- Instruction 1: Lay out the listing, from its first line through the line containing "[(1051, 517), (1069, 440), (792, 419), (774, 480), (1010, 516)]", as a Markdown table with columns Row and Line, skipping blank lines.

- Document segment:
And what benchmarks are you looking at?
blah blah blah...

There are multiple sources for information btw. See:

https://www.hardocp.com/article/2017/05/26/definitive_amd_ryzen_7_realworld_gaming_guide/13
And this NOT me saying this:
"
Overall, the Intel Kaby Lake 7700K CPU at 5GHz Z270 system provided the highest performance while gaming. Didn’t matter if it was single-GPU, multi-GPU, 1080p, or 1440p, or 4K, the most wins (at least in terms of raw data) are with the 7700K at an overclocked 5GHz.

Overall, the AMD Ryzen 7 1700X at an overclocked 4GHz provided the same performance and gameplay experience as the Intel 2600K on Z68 at 4.5GHz. It was most competitive with the 2600K CPU with both overclocked to the highest levels.

In terms of gameplay experience we felt the 2600K and Ryzen CPUs "felt" the same while gaming in single-GPU at any resolution. We "felt" the 7700K at 5GHz had an experience advantage at all resolutions, and especially with multi-GPU CrossFire.
"

- Material shown:
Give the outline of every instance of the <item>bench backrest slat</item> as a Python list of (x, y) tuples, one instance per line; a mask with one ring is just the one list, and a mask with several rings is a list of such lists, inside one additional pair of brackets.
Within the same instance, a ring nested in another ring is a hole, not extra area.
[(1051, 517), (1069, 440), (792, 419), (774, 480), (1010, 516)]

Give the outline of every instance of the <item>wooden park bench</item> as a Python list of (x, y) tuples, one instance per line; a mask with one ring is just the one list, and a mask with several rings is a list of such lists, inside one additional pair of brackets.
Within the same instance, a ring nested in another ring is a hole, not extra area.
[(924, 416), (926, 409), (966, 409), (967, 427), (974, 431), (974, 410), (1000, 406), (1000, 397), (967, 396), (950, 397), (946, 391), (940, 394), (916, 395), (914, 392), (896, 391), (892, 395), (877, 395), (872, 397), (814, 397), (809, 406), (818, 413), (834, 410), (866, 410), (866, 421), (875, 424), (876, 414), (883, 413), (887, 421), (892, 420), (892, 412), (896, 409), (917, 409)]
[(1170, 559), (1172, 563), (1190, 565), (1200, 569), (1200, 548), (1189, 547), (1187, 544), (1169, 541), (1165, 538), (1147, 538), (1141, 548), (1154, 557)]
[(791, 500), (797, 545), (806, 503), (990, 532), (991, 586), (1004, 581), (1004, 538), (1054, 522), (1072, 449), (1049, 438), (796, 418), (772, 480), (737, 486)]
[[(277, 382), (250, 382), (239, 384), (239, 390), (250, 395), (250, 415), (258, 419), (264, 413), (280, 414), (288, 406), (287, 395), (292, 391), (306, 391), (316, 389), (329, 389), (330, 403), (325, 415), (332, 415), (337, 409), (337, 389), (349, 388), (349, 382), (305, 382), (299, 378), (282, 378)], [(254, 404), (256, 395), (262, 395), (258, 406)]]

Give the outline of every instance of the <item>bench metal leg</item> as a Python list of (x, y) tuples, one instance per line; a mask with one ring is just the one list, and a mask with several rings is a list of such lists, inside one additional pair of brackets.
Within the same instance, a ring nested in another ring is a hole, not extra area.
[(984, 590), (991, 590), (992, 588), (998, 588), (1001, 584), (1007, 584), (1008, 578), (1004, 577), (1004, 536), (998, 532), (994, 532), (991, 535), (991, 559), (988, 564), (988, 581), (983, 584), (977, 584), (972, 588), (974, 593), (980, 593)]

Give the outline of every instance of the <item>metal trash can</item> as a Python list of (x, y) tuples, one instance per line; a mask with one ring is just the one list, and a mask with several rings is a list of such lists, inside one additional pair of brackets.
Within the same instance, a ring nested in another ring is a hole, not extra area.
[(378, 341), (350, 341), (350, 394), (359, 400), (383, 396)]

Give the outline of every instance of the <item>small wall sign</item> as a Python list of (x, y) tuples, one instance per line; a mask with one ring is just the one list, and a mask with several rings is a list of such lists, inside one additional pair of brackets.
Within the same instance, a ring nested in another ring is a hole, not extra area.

- Instruction 2: Transcribe the post on CPU gaming benchmarks in full, word for word.

- Task result 1:
| Row | Line |
|---|---|
| 1 | Give the outline of every instance of the <item>bench backrest slat</item> as a Python list of (x, y) tuples, one instance per line; a mask with one ring is just the one list, and a mask with several rings is a list of such lists, inside one additional pair of brackets. |
| 2 | Within the same instance, a ring nested in another ring is a hole, not extra area. |
| 3 | [(1051, 517), (1069, 440), (792, 419), (774, 480), (1010, 516)] |

- Task result 2:
And what benchmarks are you looking at?
blah blah blah...

There are multiple sources for information btw. See:

https://www.hardocp.com/article/2017/05/26/definitive_amd_ryzen_7_realworld_gaming_guide/13
And this NOT me saying this:
"
Overall, the Intel Kaby Lake 7700K CPU at 5GHz Z270 system provided the highest performance while gaming. Didn’t matter if it was single-GPU, multi-GPU, 1080p, or 1440p, or 4K, the most wins (at least in terms of raw data) are with the 7700K at an overclocked 5GHz.

Overall, the AMD Ryzen 7 1700X at an overclocked 4GHz provided the same performance and gameplay experience as the Intel 2600K on Z68 at 4.5GHz. It was most competitive with the 2600K CPU with both overclocked to the highest levels.

In terms of gameplay experience we felt the 2600K and Ryzen CPUs "felt" the same while gaming in single-GPU at any resolution. We "felt" the 7700K at 5GHz had an experience advantage at all resolutions, and especially with multi-GPU CrossFire.
"